-- What needs to be done --
Exclude the pictures and reproduce the remaining data exactly as written.

-- Exercise inputs --
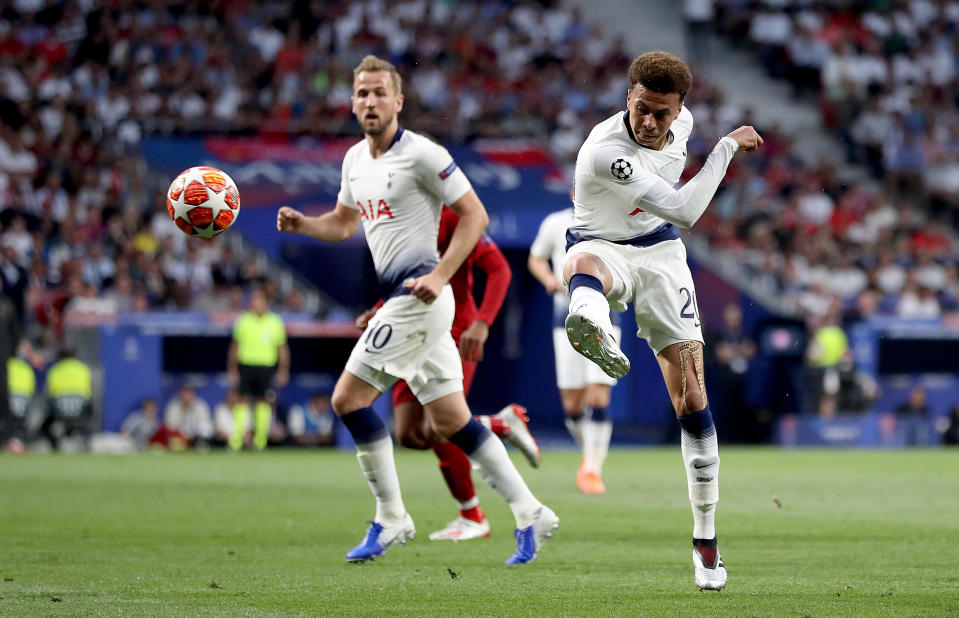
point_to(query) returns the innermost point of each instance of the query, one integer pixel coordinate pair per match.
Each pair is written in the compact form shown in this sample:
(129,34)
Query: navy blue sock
(698,424)
(599,415)
(471,436)
(588,280)
(365,425)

-- Answer box --
point_to(query) returns the innermost point of each instance of the query, one integer pixel coordinate pair per match.
Each pair is written in the compact form shown in this sample:
(129,34)
Query: navy blue sock
(698,424)
(599,415)
(471,436)
(588,280)
(365,425)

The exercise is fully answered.